Records contained in a dataset:

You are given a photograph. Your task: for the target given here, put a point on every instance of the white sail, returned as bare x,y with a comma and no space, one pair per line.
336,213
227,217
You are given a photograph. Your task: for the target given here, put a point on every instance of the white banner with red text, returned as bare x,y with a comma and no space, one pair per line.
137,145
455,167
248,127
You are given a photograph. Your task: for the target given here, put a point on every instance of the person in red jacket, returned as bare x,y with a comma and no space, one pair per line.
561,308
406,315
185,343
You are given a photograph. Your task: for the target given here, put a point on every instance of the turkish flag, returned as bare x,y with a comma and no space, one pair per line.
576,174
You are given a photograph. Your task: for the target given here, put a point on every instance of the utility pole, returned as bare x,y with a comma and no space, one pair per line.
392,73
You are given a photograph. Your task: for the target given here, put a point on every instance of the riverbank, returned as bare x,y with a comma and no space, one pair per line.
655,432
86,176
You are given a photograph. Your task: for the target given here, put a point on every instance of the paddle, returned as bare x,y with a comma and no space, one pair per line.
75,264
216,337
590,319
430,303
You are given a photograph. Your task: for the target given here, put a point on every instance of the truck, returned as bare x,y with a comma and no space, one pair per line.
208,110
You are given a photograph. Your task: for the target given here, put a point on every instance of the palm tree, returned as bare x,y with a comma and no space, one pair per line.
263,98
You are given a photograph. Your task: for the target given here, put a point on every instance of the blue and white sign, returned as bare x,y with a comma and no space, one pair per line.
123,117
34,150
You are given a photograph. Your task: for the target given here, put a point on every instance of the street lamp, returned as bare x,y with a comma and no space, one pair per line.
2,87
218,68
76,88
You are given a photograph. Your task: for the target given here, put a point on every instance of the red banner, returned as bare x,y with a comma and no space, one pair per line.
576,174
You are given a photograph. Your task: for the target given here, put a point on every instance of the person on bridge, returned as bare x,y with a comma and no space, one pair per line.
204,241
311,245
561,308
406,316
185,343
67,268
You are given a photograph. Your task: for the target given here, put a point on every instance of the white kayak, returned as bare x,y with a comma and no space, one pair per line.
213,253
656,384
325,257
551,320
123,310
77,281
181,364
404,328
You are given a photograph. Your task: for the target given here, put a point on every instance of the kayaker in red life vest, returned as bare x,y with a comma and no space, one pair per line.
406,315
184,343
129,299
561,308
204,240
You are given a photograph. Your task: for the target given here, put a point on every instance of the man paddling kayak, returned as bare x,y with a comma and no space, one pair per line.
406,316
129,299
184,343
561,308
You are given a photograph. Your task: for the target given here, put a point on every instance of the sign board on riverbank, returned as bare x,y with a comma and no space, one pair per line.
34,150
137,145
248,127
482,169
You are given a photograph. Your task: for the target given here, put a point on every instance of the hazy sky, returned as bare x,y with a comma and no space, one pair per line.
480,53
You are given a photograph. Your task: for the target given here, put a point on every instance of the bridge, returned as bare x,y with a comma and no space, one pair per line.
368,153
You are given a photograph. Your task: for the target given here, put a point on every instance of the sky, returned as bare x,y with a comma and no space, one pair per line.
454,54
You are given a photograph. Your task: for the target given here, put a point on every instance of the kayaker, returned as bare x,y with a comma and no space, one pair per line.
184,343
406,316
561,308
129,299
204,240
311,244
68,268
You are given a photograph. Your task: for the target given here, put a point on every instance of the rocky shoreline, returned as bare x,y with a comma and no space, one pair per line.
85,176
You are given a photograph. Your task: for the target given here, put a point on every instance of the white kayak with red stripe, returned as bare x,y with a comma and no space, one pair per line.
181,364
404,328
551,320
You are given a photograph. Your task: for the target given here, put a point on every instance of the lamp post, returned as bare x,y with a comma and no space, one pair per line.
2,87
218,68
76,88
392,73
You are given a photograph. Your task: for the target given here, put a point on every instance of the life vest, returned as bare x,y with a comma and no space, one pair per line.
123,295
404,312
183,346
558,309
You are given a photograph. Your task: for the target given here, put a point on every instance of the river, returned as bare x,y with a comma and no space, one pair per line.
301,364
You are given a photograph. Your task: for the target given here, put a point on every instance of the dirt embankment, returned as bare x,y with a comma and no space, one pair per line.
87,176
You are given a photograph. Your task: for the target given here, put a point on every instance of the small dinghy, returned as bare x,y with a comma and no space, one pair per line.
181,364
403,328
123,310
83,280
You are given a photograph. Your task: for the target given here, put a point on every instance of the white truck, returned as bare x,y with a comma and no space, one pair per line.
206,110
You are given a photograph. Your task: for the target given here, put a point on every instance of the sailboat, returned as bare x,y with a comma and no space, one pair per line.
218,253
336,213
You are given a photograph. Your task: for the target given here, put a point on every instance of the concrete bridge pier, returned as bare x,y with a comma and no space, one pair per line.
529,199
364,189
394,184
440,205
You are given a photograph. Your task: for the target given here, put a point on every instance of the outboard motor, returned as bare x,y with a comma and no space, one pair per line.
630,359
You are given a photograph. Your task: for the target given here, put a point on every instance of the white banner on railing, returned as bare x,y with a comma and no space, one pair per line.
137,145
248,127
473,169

▸ To do: Starting at the line with "of the concrete", retype each line through the final one in the data above, unchanged and with nothing added.

▸ Answer area:
You are given a photograph. Your task: for the target given here, put a point on every instance of the concrete bridge pier, returned as bare x,y with a comma and no space, one pair per line.
529,199
364,189
394,184
440,205
You are given a photograph. Your task: for the target given here, put a point on every instance of the outboard motor, returned as bare x,y with a comma and no space, one pair per line.
630,359
You are given a photograph. Your task: for the target given here, put a point on every instance of the white banner on railing, returned as bare x,y with a comma and no space, one pair per line.
137,145
248,127
473,169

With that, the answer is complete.